[ale] Documentation of SSH exchange (including math)

Derek Atkins derek at ihtfp.com
Tue Sep 4 22:17:46 EDT 2012


Why not SSL with client certificate authentication? That has the same crypto flow. The real question in all cases is how to trust the other's cert 

-derek

Sent from my HTC smartphone

----- Reply message -----
From: "Alex Carver" <agcarver+ale at acarver.net>
To: <ale at ale.org>
Subject: [ale] Documentation of SSH exchange (including math)
Date: Tue, Sep 4, 2012 5:59 PM


On 9/4/2012 15:50, David Tomaschik wrote:
> On Sun, Sep 2, 2012 at 10:58 PM, Alex Carver <agcarver+ale at acarver.net> wrote:
>> Looks like that's what I'm going to have to do.  I read through the RFCs
>> but they are overly complicated when I'm really looking for the basic
>> flow of data without the protocol negotiation overhead.  I'm trying to
>> figure out how the host keys are first used followed by the user's keys
>> to authenticate the host (well, identify it and note if there was a
>> change) and then the message exchange that authenticates a user based on
>> the user's keys.
>>
>> I'm trying to replicate the basic crypto exchange but strip away all the
>> overhead of the SSH negotiations.  My application is going to assume
>> only one exchange type is occurring.  It's not intended to be a generic
>> SSH/SSL protocol.   The end result is an application that verifies the
>> server is the proper one, the server verifies the client/user is the
>> proper one, the client announces its presence to the server and that's
>> pretty much it, the process ends.  So I don't need to support half a
>> million encryption techniques (I'll likely stick with long RSA keys as
>> the user keys), multiple SSH protocols, shell access, or anything else.

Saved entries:

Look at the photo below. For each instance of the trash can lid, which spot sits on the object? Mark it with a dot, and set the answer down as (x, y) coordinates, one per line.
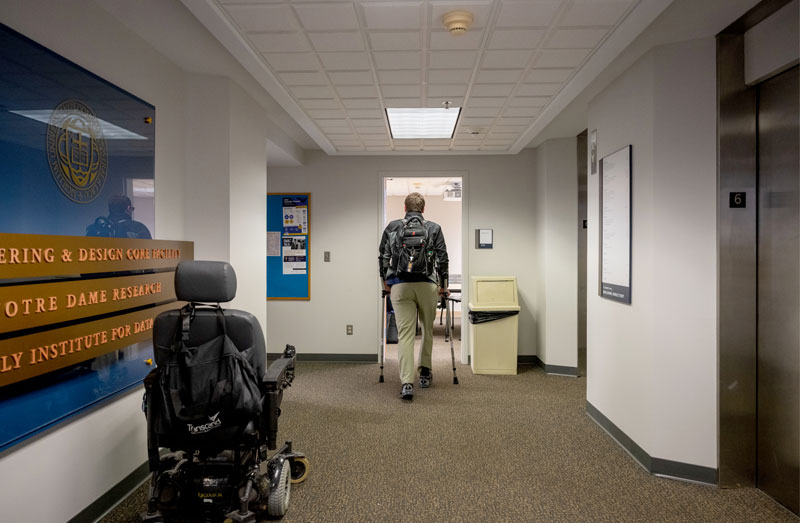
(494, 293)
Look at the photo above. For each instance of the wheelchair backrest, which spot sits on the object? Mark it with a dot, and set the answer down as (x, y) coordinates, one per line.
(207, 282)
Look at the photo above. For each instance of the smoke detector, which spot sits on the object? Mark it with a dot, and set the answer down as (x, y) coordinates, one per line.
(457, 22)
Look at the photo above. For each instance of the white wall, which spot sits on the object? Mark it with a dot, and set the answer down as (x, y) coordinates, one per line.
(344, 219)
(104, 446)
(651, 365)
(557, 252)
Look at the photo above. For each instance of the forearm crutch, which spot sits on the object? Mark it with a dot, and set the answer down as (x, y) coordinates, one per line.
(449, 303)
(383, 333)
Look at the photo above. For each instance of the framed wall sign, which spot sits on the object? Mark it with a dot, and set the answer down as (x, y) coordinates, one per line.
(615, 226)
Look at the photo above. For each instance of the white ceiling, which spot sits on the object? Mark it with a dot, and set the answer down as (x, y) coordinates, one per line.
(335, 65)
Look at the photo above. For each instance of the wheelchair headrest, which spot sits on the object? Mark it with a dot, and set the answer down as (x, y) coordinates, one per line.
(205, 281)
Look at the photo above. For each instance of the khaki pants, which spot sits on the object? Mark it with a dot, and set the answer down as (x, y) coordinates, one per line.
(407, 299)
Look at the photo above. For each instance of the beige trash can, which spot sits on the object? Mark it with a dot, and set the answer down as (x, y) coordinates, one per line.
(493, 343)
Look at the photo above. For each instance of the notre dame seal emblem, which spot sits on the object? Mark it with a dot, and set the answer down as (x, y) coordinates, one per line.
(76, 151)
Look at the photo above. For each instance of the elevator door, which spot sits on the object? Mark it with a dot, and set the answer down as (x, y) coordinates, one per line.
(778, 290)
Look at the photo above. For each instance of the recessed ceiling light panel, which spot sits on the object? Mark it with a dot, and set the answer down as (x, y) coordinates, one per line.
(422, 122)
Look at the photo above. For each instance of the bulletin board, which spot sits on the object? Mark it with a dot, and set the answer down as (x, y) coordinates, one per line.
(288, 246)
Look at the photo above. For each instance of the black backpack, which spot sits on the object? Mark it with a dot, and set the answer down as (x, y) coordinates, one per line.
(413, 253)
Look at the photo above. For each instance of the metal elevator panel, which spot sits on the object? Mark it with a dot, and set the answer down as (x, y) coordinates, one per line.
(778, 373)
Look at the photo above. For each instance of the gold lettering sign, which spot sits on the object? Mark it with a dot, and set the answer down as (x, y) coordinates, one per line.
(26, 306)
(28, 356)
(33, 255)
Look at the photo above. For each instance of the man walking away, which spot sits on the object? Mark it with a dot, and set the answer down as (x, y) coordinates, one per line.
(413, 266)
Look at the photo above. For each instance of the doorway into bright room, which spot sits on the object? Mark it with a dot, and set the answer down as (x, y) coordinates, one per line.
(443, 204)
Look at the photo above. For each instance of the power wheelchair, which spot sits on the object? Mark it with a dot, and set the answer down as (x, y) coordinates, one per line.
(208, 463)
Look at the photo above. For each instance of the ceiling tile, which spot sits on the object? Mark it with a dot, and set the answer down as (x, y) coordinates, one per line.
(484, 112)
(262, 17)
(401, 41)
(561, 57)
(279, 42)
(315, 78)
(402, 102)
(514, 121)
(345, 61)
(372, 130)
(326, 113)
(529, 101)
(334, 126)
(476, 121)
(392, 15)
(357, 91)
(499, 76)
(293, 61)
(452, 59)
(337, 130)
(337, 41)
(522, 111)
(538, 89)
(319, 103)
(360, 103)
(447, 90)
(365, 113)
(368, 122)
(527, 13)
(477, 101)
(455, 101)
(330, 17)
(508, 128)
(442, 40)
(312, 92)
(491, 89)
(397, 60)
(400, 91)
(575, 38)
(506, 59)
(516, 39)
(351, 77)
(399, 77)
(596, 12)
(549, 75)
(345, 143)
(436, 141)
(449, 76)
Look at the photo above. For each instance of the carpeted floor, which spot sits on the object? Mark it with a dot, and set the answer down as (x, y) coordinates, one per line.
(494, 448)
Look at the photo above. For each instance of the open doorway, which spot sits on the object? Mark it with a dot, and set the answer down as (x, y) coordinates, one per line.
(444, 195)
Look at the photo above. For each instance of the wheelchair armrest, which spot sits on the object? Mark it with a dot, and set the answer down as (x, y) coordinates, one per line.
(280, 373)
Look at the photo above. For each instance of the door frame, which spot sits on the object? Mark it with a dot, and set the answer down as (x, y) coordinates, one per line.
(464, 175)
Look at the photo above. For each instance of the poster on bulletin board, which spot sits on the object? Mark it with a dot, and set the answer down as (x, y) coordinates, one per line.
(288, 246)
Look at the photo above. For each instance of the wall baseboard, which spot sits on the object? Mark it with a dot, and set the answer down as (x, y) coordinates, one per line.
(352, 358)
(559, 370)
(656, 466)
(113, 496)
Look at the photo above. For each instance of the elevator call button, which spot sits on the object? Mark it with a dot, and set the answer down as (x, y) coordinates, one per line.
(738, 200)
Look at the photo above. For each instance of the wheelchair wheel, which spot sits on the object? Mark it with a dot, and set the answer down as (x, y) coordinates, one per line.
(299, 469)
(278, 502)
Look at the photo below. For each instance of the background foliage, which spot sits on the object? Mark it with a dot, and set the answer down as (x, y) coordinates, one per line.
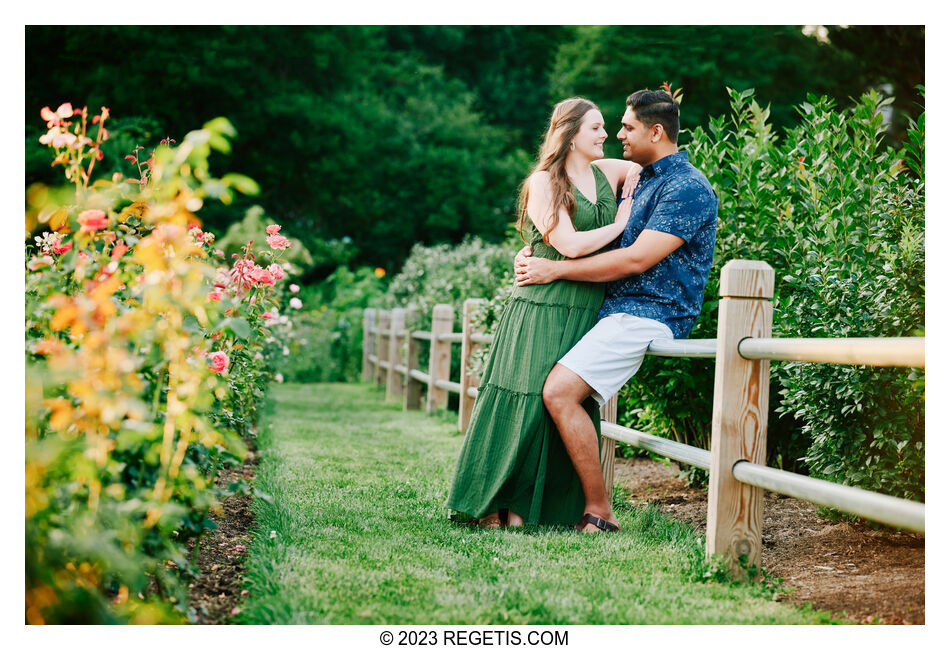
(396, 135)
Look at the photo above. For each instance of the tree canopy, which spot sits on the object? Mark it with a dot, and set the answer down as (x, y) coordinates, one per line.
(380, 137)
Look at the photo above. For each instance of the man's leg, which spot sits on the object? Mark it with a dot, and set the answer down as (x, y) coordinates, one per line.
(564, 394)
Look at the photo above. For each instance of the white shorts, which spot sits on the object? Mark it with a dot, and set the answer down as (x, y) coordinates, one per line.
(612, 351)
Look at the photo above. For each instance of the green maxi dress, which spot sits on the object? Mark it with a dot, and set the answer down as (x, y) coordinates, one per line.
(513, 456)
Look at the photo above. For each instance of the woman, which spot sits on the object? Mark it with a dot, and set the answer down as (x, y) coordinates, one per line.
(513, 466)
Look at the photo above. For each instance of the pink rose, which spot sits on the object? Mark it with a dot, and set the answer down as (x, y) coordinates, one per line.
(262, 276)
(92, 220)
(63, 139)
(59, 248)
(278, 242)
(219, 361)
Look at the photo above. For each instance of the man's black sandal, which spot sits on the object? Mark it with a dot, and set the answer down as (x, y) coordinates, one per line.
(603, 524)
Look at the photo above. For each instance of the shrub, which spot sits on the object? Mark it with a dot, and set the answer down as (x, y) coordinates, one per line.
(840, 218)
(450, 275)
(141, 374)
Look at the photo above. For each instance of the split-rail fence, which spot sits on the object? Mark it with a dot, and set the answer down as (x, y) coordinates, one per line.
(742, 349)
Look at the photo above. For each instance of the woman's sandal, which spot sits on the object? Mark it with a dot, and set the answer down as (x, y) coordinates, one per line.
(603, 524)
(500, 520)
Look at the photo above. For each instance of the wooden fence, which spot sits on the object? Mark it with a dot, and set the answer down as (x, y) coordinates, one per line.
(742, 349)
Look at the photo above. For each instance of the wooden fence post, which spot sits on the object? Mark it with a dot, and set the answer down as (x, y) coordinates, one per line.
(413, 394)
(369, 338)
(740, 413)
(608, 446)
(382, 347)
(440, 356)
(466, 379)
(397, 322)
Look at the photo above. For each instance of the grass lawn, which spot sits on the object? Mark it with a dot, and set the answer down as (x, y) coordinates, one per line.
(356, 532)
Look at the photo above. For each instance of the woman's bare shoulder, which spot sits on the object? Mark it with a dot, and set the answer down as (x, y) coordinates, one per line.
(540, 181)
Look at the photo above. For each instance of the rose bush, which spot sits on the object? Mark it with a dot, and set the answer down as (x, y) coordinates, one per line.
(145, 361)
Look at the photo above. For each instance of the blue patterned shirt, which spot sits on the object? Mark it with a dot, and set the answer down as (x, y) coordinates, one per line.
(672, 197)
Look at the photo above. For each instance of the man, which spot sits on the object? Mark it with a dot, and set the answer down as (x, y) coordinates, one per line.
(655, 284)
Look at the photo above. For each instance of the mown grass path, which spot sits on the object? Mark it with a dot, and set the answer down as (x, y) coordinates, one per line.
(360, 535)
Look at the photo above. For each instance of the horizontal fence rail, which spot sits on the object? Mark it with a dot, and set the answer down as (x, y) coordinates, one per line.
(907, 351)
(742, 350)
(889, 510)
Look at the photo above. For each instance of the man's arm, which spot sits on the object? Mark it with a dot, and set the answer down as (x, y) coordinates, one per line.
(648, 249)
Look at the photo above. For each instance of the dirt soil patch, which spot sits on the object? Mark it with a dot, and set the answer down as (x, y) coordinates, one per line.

▶ [STATED PROBLEM 1]:
In the SSH exchange email, restate the part that opens with the words containing "Date: Tue, Sep" and closes with "the user's keys.", changing "RFCs" to "specifications".
▶ [STATED PROBLEM 2]:
Write what comes next in the SSH exchange email, starting after its final sentence.

▶ [FINAL RESULT 1]:
Date: Tue, Sep 4, 2012 5:59 PM


On 9/4/2012 15:50, David Tomaschik wrote:
> On Sun, Sep 2, 2012 at 10:58 PM, Alex Carver <agcarver+ale at acarver.net> wrote:
>> Looks like that's what I'm going to have to do.  I read through the specifications
>> but they are overly complicated when I'm really looking for the basic
>> flow of data without the protocol negotiation overhead.  I'm trying to
>> figure out how the host keys are first used followed by the user's keys
>> to authenticate the host (well, identify it and note if there was a
>> change) and then the message exchange that authenticates a user based on
>> the user's keys.

▶ [FINAL RESULT 2]:
>>    Just the server and user key exchanges to authenticate the server and
>> the client.
>
> Is there a reason SSH has to be the model?  You can use x509 certs and
> link in OpenSSL or GnuTLS and authenticate & encrypt that way.  Don't
> roll your own crypto.  Even if you get the math right, getting the
> implementation details right is subtly hard.
>
> What kind of an implementation are you going for where the overhead of
> SSH is significant?  Must be a very small embedded device if that's a
> big implementation concern.
>

Yes, the end goal is a pair of embedded devices that will authenticate 
between themselves (mostly for fun).  Since I only need to exchange 
small control messages I don't need full shells or other large libraries 
but I do need the basics of the authentication scheme.  I'm using SSH as 
the model because the process flow performs the host check followed by 
the user authentication via key.  If I can understand that basic flow 
and exactly what numbers are being computed where then I can replicate 
that on embedded hardware with certain assumptions in place (e.g. keys 
are RSA, the handshake is always the same, no negotiations for 
encryption type occur, etc.).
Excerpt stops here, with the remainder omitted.